• [DIRECTIVE A]:
Put the listing lines from the line with "Each instance of the duckling" to the line with "Target: water" into a Markdown table with the columns Row and Line, numbering each row and leaving out blank lines.

• [SOURCE TEXT]:
------
Portland Pickles mascot

Dillon T. Pickle is the mascot for the Portland Pickles baseball team, in the U.S. state of Oregon.

== Description ==
Dillon T. Pickle is the mascot for the Portland Pickles baseball team. Dillon is a 7-foot-tall pickled cucumber. The "T." stands for "The".
==History==
In January 2022, Pickles mascot Dillon T. Pickle posted an inappropriate photo on Twitter during a social media takeover. The image appeared to show the mascot exposing his genitalia.

In February 2022, the mascot costume for Dillon T. Pickle was stolen after delivery in a case of package theft. The team had been playing in the Dominican Republic and the luggage containing the mascot costume was separated from the team. After being found by the airline, it was shipped to the wrong address in Portland and subsequently stolen off the front porch. It was eventually dropped off at Voodoo Doughnut by a person wishing to remain anonymous. The incident attracted the attention of some national media, who covered the saga in an amused fashion.

Dillon T. Pickle was the Grand Marshal of the Starlight Parade in 2025. Dillon T. Pickle won in the Best Mascot category of Willamette Weeks annual 'Best of Portland' readers' poll in 2025 and 2026.

Portland Pickles sells bobbleheads of the mascot.
------
• [DATASET]:
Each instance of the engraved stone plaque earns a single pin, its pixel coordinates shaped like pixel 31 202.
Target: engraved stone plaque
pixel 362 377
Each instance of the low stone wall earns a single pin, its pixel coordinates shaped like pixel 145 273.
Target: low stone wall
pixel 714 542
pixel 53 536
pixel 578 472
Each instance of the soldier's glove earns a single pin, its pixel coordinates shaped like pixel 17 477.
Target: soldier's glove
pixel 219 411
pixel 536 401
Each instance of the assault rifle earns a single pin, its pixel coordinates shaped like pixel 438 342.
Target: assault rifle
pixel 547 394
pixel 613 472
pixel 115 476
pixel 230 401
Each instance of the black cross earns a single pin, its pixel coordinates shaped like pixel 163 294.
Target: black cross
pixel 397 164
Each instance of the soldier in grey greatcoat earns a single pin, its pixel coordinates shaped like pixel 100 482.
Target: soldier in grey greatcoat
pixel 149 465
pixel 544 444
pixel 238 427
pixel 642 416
------
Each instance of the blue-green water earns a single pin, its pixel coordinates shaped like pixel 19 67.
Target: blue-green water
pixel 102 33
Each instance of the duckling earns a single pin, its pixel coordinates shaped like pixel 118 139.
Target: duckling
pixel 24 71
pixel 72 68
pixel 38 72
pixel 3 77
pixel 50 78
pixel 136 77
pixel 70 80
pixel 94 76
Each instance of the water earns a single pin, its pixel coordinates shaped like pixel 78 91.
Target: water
------
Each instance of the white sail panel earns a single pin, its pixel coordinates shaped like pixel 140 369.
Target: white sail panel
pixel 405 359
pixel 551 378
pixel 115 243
------
• [DIRECTIVE B]:
Name every distinct year mentioned in the text about the Portland Pickles mascot.

• [RIGHT ANSWER A]:
| Row | Line |
|---|---|
| 1 | Each instance of the duckling earns a single pin, its pixel coordinates shaped like pixel 118 139. |
| 2 | Target: duckling |
| 3 | pixel 24 71 |
| 4 | pixel 72 68 |
| 5 | pixel 38 72 |
| 6 | pixel 3 77 |
| 7 | pixel 50 78 |
| 8 | pixel 136 77 |
| 9 | pixel 70 80 |
| 10 | pixel 94 76 |
| 11 | Each instance of the water earns a single pin, its pixel coordinates shaped like pixel 78 91. |
| 12 | Target: water |

• [RIGHT ANSWER B]:
2022, 2025, 2026